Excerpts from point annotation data
----

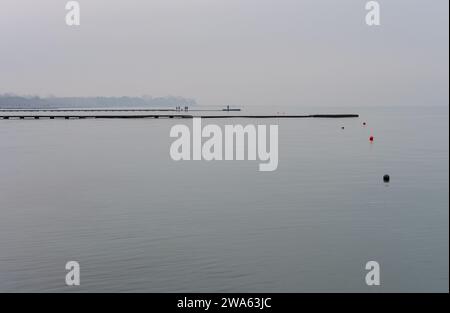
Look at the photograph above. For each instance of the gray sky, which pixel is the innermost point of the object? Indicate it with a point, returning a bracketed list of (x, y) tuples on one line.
[(238, 52)]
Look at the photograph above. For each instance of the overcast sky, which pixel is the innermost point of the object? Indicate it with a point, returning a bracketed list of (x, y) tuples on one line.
[(238, 52)]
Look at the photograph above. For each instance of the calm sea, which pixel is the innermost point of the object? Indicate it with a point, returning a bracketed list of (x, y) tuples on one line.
[(106, 193)]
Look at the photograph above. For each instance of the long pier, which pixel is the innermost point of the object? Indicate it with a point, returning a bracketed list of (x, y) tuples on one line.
[(168, 116)]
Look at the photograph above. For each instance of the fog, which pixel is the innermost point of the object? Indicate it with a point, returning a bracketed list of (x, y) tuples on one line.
[(236, 52)]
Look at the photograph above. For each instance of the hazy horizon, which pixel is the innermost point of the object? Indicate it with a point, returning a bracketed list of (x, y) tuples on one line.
[(219, 52)]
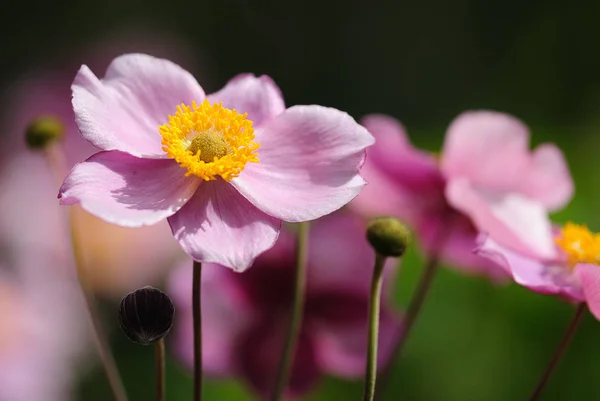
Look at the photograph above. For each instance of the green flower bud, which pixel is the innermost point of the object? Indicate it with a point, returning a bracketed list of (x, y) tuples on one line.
[(388, 236), (43, 131)]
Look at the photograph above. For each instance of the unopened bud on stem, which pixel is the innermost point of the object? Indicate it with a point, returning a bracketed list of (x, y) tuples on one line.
[(388, 236), (42, 131), (146, 315)]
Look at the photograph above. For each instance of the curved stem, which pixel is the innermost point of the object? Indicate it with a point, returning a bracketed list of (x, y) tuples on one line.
[(56, 160), (414, 308), (289, 349), (160, 369), (197, 311), (374, 306), (559, 351)]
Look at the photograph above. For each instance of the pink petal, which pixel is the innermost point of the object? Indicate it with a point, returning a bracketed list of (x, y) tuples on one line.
[(549, 179), (539, 276), (492, 150), (340, 329), (511, 219), (458, 244), (488, 148), (219, 225), (590, 281), (340, 257), (258, 96), (225, 313), (128, 191), (123, 110), (401, 180), (309, 161)]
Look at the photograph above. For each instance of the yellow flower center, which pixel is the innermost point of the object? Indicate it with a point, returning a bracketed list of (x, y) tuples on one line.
[(209, 140), (579, 244)]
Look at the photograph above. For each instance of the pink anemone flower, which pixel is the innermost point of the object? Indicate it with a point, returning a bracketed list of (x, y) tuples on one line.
[(482, 180), (223, 179), (245, 317), (572, 273), (118, 259)]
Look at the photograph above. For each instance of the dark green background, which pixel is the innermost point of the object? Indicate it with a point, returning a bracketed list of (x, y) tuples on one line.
[(423, 62)]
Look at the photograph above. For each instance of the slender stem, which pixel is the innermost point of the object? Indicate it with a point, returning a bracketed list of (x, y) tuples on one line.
[(56, 160), (197, 311), (559, 351), (414, 308), (160, 369), (287, 357), (374, 304)]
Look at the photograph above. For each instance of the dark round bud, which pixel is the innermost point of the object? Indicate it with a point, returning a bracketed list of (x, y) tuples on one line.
[(146, 315), (388, 236), (42, 131)]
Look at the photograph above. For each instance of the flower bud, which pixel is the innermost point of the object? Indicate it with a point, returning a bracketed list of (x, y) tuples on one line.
[(388, 236), (42, 131), (146, 315)]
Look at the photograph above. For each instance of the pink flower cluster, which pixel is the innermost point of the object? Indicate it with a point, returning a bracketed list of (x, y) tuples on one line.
[(226, 169)]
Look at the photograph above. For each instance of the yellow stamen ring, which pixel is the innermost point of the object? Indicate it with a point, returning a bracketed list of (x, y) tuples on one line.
[(579, 244), (209, 140)]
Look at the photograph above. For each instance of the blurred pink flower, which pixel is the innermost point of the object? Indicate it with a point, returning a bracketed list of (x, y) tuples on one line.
[(572, 272), (482, 181), (42, 334), (245, 316), (227, 203), (118, 259)]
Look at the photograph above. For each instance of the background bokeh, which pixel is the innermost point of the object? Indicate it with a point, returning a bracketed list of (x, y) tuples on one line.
[(422, 62)]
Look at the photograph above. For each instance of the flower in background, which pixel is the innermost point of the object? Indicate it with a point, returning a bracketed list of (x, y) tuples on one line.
[(42, 334), (245, 316), (172, 152), (572, 272), (118, 259), (485, 179)]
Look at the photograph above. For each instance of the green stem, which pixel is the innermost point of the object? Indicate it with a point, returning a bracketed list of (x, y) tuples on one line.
[(374, 305), (414, 308), (559, 352), (289, 349), (160, 369), (197, 312)]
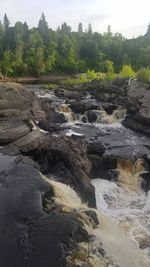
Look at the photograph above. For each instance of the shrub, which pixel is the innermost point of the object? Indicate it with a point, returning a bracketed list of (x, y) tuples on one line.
[(144, 75), (127, 72)]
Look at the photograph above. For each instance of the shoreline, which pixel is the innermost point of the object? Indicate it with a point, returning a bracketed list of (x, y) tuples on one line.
[(32, 79)]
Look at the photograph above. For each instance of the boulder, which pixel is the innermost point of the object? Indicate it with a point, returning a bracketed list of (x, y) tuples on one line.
[(34, 230)]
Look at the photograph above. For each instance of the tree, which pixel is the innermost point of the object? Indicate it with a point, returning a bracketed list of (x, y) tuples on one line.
[(2, 44), (109, 30), (127, 72), (43, 29), (6, 65), (80, 28), (6, 23), (148, 30), (39, 61), (110, 70), (90, 31)]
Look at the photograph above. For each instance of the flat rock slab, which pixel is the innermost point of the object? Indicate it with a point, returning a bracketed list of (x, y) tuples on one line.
[(6, 162), (12, 130)]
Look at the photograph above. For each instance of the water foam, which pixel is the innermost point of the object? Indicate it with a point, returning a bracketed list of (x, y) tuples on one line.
[(130, 211)]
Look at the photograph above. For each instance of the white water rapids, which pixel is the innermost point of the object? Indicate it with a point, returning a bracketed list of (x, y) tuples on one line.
[(130, 211)]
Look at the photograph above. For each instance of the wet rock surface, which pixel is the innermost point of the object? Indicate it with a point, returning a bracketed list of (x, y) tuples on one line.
[(29, 235)]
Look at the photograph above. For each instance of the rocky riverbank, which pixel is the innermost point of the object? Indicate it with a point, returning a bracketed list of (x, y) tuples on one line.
[(51, 148)]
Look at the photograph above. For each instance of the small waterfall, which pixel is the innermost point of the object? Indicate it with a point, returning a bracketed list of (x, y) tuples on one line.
[(107, 245), (116, 116), (129, 211), (67, 112), (129, 174)]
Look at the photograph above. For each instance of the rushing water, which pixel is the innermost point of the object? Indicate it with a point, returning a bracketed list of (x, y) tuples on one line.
[(126, 205), (129, 210)]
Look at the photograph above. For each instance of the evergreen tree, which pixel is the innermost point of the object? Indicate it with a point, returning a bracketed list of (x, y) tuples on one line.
[(80, 28), (43, 29)]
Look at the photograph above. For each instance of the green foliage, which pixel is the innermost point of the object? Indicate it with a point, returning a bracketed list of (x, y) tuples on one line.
[(6, 64), (144, 75), (50, 86), (41, 50), (127, 72), (110, 75)]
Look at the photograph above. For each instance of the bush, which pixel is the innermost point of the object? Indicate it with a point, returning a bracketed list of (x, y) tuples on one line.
[(144, 75), (127, 72)]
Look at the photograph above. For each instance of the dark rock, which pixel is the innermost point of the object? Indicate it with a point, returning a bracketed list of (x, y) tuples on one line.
[(64, 157), (68, 93), (92, 214), (12, 130), (92, 116), (77, 107), (29, 235)]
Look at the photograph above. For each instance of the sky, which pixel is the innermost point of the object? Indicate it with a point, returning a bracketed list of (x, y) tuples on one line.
[(129, 17)]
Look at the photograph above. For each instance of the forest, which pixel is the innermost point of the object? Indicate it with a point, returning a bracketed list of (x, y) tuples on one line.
[(42, 50)]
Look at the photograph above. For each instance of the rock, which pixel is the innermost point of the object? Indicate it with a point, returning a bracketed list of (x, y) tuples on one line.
[(60, 92), (35, 237), (92, 115), (138, 103), (63, 157), (12, 130), (78, 106)]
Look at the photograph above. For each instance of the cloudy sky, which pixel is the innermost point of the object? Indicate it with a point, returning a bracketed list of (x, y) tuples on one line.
[(130, 17)]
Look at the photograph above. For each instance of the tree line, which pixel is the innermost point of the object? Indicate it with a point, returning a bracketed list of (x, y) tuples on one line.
[(41, 50)]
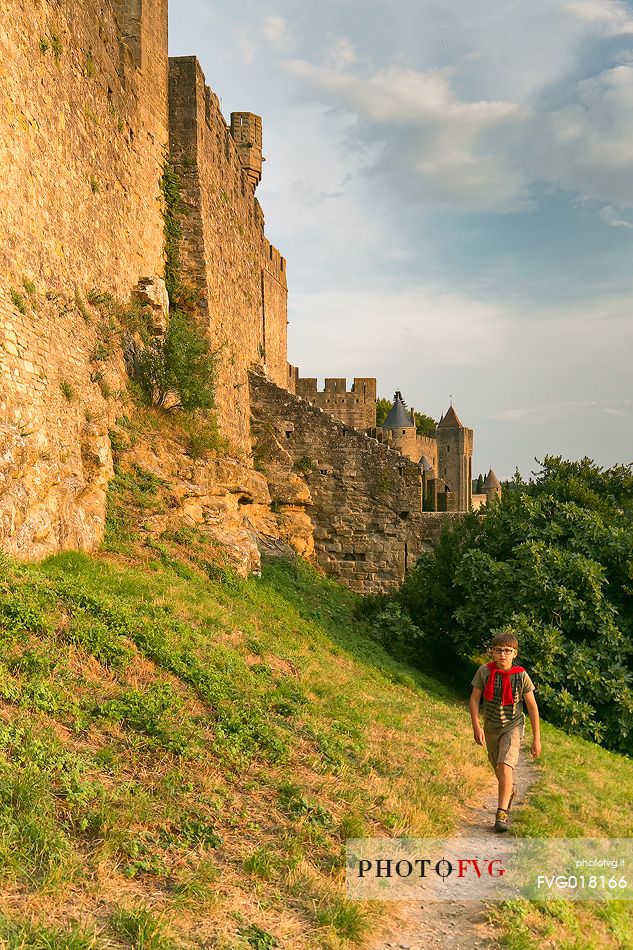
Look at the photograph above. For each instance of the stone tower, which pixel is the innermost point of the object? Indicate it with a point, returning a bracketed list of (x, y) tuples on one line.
[(455, 450), (399, 427), (492, 487), (246, 129), (143, 25)]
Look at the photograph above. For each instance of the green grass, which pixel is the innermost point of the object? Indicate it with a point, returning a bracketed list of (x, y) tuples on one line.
[(583, 791), (184, 752)]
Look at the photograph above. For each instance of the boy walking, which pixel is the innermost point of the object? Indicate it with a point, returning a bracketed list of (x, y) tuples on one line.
[(506, 688)]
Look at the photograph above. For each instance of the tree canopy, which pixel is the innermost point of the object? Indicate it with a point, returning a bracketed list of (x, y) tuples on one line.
[(552, 562)]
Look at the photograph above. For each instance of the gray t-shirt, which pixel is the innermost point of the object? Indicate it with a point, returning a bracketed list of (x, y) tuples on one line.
[(497, 718)]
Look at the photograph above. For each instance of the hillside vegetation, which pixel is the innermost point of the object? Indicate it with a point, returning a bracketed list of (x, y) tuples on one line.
[(551, 562), (184, 752)]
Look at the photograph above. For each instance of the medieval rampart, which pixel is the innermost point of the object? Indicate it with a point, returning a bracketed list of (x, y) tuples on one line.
[(355, 407), (224, 252), (83, 130)]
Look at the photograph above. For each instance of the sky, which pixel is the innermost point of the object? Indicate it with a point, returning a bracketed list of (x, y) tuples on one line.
[(451, 183)]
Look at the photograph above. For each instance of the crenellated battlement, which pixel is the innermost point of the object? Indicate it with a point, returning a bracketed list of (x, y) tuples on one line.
[(355, 407), (246, 129)]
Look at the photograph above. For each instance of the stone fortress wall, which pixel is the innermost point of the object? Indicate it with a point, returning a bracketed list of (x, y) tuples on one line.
[(83, 129), (355, 407), (90, 110), (83, 133), (364, 499), (224, 251)]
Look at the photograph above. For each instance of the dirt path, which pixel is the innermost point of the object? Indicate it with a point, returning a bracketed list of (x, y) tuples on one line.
[(456, 925)]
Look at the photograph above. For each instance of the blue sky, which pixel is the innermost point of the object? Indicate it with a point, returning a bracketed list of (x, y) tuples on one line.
[(451, 182)]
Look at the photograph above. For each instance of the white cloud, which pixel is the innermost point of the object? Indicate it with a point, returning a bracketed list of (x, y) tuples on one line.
[(548, 412), (485, 154), (275, 31), (610, 15), (613, 218)]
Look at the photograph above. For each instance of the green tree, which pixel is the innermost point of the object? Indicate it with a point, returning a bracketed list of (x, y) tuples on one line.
[(553, 563), (176, 370), (383, 407)]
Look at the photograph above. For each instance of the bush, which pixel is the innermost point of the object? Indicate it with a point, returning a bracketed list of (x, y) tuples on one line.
[(177, 370)]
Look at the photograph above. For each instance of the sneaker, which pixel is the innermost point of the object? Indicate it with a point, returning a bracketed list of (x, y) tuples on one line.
[(512, 797)]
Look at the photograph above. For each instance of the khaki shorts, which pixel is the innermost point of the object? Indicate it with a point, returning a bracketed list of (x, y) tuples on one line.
[(504, 749)]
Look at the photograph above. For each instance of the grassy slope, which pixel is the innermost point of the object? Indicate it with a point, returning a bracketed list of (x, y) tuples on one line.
[(183, 755)]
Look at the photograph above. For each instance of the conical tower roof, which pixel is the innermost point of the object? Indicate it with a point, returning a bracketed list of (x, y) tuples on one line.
[(491, 481), (450, 420), (398, 417)]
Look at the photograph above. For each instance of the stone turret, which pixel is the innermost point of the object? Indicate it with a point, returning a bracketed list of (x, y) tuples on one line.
[(455, 450), (399, 428), (246, 129)]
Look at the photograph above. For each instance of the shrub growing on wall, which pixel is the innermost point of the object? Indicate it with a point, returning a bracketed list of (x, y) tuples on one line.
[(177, 370)]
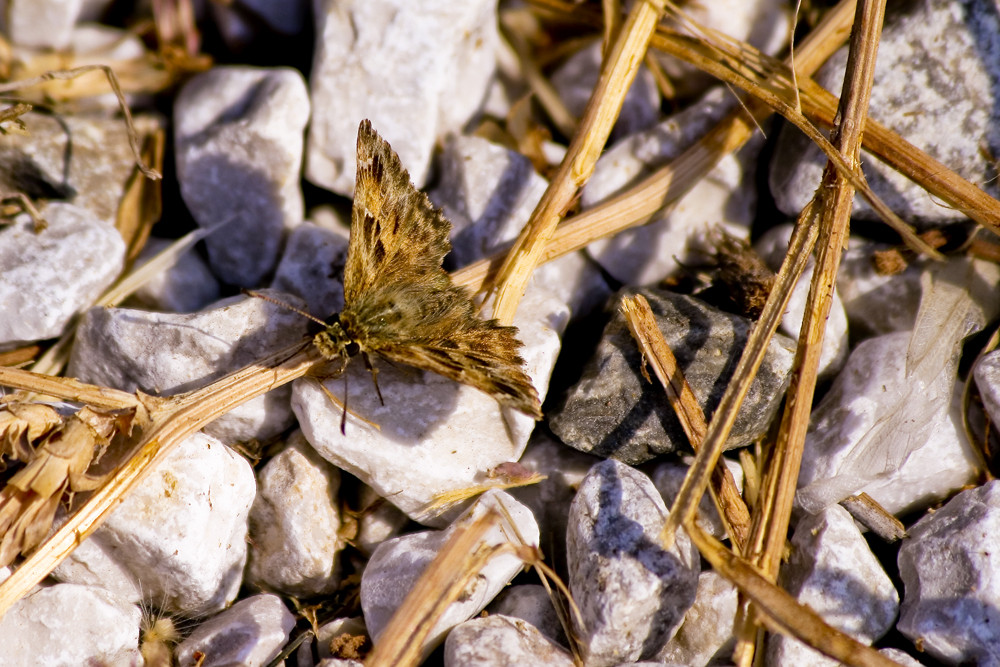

----

• **Direction**
Convert the lines of the listing above, from the line with "Look at the photograph above. For each instance of the slender" to the line with "[(146, 315), (388, 236), (42, 131)]", both included, into a JSON list of strings with one string per line and blank lines omitted.

• **Answer for this exercise**
[
  "Look at the photograph above. For each instance of the slender stem, which pixel is the innermost point of the object? Indicate it with a point, returning a bracketed list of (x, y) tuples on one line.",
  "[(56, 160), (197, 311), (559, 351), (414, 308), (160, 369), (287, 357), (374, 304)]",
  "Look at the photograph above. For each instance of the dark round bud, which pixel is the innermost point of the object? Indicate it with a point, returning a bracketed list of (x, y) tuples on one line.",
  "[(146, 315), (388, 236), (42, 131)]"
]